#### Task requirements:
Each record that follows must be given again without alteration.
Start of Stored data
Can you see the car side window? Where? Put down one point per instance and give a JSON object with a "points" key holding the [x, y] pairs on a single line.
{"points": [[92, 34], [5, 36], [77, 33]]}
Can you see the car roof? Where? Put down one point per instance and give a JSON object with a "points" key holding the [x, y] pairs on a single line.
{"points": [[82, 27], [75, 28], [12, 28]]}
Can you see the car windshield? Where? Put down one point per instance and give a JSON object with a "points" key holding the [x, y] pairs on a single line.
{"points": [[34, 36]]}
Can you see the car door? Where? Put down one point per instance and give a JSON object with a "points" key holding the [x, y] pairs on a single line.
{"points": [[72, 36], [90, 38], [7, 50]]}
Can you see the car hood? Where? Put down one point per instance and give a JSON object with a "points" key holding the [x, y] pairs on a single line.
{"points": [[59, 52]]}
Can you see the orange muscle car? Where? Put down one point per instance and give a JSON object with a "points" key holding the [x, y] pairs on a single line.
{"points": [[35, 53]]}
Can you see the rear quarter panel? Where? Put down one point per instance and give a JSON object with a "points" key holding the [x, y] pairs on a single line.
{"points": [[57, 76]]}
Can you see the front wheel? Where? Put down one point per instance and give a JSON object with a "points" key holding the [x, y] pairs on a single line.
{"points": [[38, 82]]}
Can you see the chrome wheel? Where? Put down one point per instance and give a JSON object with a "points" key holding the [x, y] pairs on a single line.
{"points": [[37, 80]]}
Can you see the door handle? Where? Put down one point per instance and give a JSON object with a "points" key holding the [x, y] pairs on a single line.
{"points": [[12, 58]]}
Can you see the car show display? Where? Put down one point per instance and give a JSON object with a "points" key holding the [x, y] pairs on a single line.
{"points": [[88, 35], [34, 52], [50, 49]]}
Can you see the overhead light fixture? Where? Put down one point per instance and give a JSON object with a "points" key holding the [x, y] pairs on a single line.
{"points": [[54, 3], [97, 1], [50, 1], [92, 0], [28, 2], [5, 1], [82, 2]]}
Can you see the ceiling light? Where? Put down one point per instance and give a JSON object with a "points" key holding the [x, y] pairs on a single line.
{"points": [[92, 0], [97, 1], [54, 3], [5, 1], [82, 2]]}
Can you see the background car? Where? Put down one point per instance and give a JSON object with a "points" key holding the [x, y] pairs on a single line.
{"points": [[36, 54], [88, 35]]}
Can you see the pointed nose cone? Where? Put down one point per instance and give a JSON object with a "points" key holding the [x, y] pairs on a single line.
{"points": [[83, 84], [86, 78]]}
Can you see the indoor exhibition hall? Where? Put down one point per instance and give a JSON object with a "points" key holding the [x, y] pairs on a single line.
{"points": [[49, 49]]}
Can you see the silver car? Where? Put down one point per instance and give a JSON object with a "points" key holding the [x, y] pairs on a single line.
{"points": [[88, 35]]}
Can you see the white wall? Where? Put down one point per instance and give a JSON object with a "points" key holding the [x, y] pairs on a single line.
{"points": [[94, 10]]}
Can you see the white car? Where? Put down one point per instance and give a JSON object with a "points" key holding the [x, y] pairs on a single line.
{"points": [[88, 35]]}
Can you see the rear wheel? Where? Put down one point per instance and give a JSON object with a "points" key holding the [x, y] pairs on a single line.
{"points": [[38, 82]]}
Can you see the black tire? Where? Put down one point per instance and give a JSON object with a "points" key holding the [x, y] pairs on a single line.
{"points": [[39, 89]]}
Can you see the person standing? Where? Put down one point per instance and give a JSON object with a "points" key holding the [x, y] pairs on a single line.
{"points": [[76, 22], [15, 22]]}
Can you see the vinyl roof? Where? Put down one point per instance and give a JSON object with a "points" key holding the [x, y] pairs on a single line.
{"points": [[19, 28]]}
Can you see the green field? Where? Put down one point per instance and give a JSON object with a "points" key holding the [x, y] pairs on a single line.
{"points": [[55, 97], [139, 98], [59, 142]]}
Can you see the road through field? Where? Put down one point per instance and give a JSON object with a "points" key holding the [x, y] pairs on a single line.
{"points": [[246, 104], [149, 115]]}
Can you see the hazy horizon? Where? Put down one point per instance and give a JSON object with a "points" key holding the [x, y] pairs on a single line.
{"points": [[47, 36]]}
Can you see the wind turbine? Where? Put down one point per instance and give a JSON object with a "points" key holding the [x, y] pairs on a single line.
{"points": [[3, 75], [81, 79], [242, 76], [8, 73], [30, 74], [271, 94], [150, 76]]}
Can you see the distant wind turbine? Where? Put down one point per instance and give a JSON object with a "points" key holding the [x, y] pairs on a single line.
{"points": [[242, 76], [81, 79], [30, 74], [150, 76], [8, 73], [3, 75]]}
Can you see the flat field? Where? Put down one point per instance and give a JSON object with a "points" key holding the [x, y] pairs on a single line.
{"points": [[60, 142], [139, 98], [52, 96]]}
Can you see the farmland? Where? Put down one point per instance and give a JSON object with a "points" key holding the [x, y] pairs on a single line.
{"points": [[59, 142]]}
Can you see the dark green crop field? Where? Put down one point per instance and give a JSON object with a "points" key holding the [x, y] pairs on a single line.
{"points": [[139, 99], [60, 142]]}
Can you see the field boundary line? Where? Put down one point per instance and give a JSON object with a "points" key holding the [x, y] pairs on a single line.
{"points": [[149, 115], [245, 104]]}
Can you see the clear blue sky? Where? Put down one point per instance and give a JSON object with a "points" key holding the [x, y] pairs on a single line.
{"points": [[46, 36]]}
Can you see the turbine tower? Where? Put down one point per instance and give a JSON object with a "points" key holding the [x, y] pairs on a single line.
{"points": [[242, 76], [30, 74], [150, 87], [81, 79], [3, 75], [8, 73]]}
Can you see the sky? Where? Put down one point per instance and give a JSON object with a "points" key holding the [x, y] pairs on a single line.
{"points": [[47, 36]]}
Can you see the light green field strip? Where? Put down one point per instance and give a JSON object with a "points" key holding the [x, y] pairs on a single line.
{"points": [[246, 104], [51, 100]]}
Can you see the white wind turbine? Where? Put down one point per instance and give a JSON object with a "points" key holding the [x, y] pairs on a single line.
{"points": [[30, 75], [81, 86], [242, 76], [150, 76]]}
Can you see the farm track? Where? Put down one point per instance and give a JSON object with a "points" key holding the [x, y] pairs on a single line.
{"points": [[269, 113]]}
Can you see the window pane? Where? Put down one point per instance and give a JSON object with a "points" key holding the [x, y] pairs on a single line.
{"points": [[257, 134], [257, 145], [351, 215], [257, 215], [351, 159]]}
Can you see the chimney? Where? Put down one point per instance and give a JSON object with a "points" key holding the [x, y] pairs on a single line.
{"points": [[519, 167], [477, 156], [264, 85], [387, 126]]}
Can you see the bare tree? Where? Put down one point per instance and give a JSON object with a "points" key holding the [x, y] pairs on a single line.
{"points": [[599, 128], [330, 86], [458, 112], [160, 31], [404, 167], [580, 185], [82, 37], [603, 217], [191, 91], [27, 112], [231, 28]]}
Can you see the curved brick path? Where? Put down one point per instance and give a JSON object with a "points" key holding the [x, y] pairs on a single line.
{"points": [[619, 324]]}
End of Stored data
#### Finished exercise:
Can you see the car side window? Where? Put down one point per instance and give a JSON object with a "points" key holding the [x, y] pairs on a single line.
{"points": [[92, 34], [5, 36], [77, 33]]}
Can you see the car roof? Where? Put down one point per instance and give a JSON object with a "points" key holding the [x, y] pairs on a single line.
{"points": [[82, 27], [75, 28], [12, 28]]}
Can you see the car windshield? Where? Put down one point per instance and give a JSON object with a "points" key holding the [x, y] pairs on a single line.
{"points": [[34, 36]]}
Can you see the car door? Where? Put down one point per instance and give a JSON object with a "points" key holding the [x, y] pairs on a single line.
{"points": [[72, 36], [90, 38], [7, 50]]}
Can you see the car hood? Where? Put down one point per instance and give a JSON object with a "points" key holding the [x, y] pairs on a single line.
{"points": [[59, 52]]}
Can you see the orange muscle car? Where? Put down one point per instance and give a JSON object with a "points" key holding the [x, y] pairs on a single line.
{"points": [[35, 53]]}
Can you see the rear quarter panel? Where? Put down one point per instance and give a JSON object with a "points" key holding the [x, y] pairs on a single line.
{"points": [[57, 76]]}
Can you see the front wheel? Where? Put down one point per instance and give a JSON object with a "points" key holding the [x, y] pairs on a single line.
{"points": [[38, 82]]}
Can you see the chrome wheel? Where? Put down one point per instance and give a JSON object with a "points" key holding the [x, y] pairs on a single line.
{"points": [[37, 80]]}
Can you see the door handle? Where? Put down one point per instance and give a JSON object with a "points" key holding the [x, y] pairs on a single line.
{"points": [[12, 58]]}
Can you see the car show display? Where? Put down one point per instance and give a JSON object with a "points" key holding the [x, y] pairs on a single line.
{"points": [[88, 35], [34, 52], [50, 49]]}
Can you see the overhead light fixture? Where? Put down one point per instance and give a JSON object with a "points" key holding the [x, y] pairs on a single line.
{"points": [[54, 3], [97, 1], [50, 1], [92, 0], [28, 2], [5, 1], [82, 2]]}
Can you see the ceiling light? Where? Put down one point per instance and give a JSON object with a "points" key holding the [x, y] pairs on a single line.
{"points": [[92, 0], [97, 1], [54, 3], [5, 1], [82, 2]]}
Can you see the background car? Where? Put down one point per instance and give a JSON object with a "points" key holding the [x, y] pairs on a single line.
{"points": [[36, 54], [88, 35]]}
Can you see the pointed nose cone? Where? Put down one point per instance and give a JSON object with a "points" key holding the [x, y] pairs on a single line.
{"points": [[83, 84], [86, 78]]}
Can you see the indoor exhibition hall? Where? Put down one point per instance and give a JSON object with a "points" key holding the [x, y] pairs on a single line.
{"points": [[49, 49]]}
Can you see the silver car? Where? Put down one point per instance and give a JSON object with a "points" key holding the [x, y] pairs on a single line.
{"points": [[88, 35]]}
Can you see the white wall? Where? Put down one point per instance and give a JSON object with a "points" key holding the [x, y] pairs on a single line.
{"points": [[94, 10]]}
Can you see the white car? Where? Put down one point per instance and give a JSON object with a "points" key holding the [x, y] pairs on a single line.
{"points": [[88, 35]]}
Can you see the rear wheel? Where? Put down one point per instance and give a JSON object with a "points" key holding the [x, y] pairs on a single line.
{"points": [[38, 82]]}
Can you see the black tire? Where? Put down one point per instance and give a JSON object with a "points" key holding the [x, y] pairs on a single line.
{"points": [[39, 89]]}
Can you see the person standing? Where? Put down one point per instance and give a JSON object with a "points" key holding the [x, y] pairs on a single line.
{"points": [[76, 22], [15, 22]]}
Can you see the vinyl roof? Where? Put down one point per instance and give a JSON object with a "points" key holding the [x, y] pairs on a single line.
{"points": [[19, 28]]}
Can you see the green field? Where? Put down one point per instance and give a JSON object with a "points" key holding the [x, y] pairs on a single line.
{"points": [[55, 97], [139, 98], [59, 142]]}
Can you see the road through field? Where? Put down one point per instance and give a JSON object with a "points" key holding the [x, y] pairs on a single line.
{"points": [[246, 104], [149, 115]]}
Can you see the hazy horizon? Where? Put down one point per instance and give a JSON object with a "points" key holding the [x, y] pairs on a single line.
{"points": [[47, 36]]}
Can you see the wind turbine? Where? Put down one point per instance and give a JSON object with a "points" key holding the [x, y] pairs on a single line.
{"points": [[3, 75], [81, 79], [242, 76], [8, 73], [30, 74], [271, 94], [150, 76]]}
Can you see the distant wind turbine? Where? Put down one point per instance and give a JSON object with a "points" key holding the [x, y] pairs on a single line.
{"points": [[242, 76], [81, 79], [30, 74], [150, 76], [8, 73], [3, 75]]}
Can you see the flat field? Where? Put down one point per instance and give a JSON object with a "points" key holding the [x, y] pairs on a single line.
{"points": [[60, 142], [139, 98], [52, 96]]}
Can you see the farmland? Where? Put down one point per instance and give a JSON object with a "points" key holding the [x, y] pairs on a single line.
{"points": [[59, 142]]}
Can you see the dark green crop field? Where? Put down one point per instance and give a JSON object with a "points" key holding the [x, y] pairs on a single line.
{"points": [[139, 99], [60, 142]]}
Can you see the field boundary line? Where? Put down one point per instance and give a JSON object with a "points" key holding the [x, y] pairs on a single line.
{"points": [[149, 115], [245, 104]]}
Can you see the clear blue sky? Where? Put down one point per instance and give a JSON object with a "points" key holding the [x, y] pairs on a single line.
{"points": [[46, 36]]}
Can you see the turbine tower? Where? Put down one point per instance and give a JSON object with a "points" key holding the [x, y] pairs on a single line.
{"points": [[242, 76], [30, 74], [150, 87], [81, 79], [3, 75], [8, 73]]}
Can you see the sky? Where? Put down one point per instance and give a JSON object with a "points" key holding the [x, y] pairs on a single line.
{"points": [[47, 36]]}
Can you see the light green field strip? Where? Put down one point per instance and give a JSON object with a "points" key holding the [x, y] pairs on a single line.
{"points": [[246, 104], [51, 100]]}
Can you see the white wind turbine? Where? Put down one point per instance and give a JSON object with a "points" key holding the [x, y] pairs on a single line.
{"points": [[30, 75], [81, 86], [242, 76], [150, 76]]}
Can you see the farm track? Where? Put down one point per instance and give a JSON object with a "points" key holding the [x, y] pairs on a single line.
{"points": [[269, 113]]}
Can you see the window pane? Where? Put down one point per instance and give a JSON object with a "points" key holding the [x, y] pairs on a single line.
{"points": [[257, 134], [257, 145], [351, 215], [257, 215], [351, 159]]}
Can you see the chimney? Where? Put down one point per instance and give a JSON object with a "points" key holding the [x, y] pairs on a single line.
{"points": [[519, 167], [477, 156], [264, 85], [387, 126]]}
Can you see the bare tree? Where? Put down one point per instance and give a JSON object with a "points" key holding the [x, y] pairs on a single line.
{"points": [[599, 128], [330, 86], [458, 112], [160, 31], [404, 167], [580, 185], [82, 37], [603, 217], [191, 91], [27, 112], [231, 28]]}
Can you see the curved brick path? Where? Put down one point per instance and give a JSON object with a "points" key holding the [x, y] pairs on a single line.
{"points": [[619, 324]]}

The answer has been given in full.